**PROBLEM TO SOLVE**
The line with "of the rocky" marks the start; please set it down along with all later lines through the end of the material, exactly, leaving out pictures.

━━━ DATA EXTRACTS ━━━

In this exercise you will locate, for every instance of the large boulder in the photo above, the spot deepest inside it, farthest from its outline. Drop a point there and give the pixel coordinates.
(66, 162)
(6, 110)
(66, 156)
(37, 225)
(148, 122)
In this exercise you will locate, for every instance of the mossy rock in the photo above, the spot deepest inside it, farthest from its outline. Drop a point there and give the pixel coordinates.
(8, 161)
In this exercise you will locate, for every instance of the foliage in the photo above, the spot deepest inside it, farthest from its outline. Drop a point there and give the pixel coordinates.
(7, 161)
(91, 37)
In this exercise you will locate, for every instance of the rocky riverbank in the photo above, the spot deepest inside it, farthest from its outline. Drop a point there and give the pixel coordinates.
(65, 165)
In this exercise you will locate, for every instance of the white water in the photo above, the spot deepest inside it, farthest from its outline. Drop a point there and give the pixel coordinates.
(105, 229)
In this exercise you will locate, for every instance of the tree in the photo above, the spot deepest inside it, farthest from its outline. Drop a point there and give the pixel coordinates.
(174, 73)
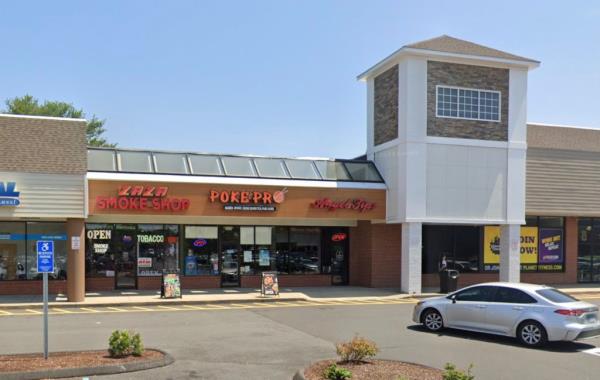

━━━

**ANSWER BELOW**
In this exercise you will locate, for every instance of the rocky riverbank in the photo above, the spot deepest inside it, farthest from its outline. Drop a point there and give the pixel coordinates.
(65, 165)
In this exercise you will locate, for every instance of the white water in the photo above, the spot deepest inside it, farthest from its outline. Drop a point there and give the pixel coordinates.
(105, 229)
In this exercise you will locate, for every instance of the tree in the photo above, the spot deepest inside it, farthest from its outline. Drop a point there and give the pixel coordinates.
(174, 73)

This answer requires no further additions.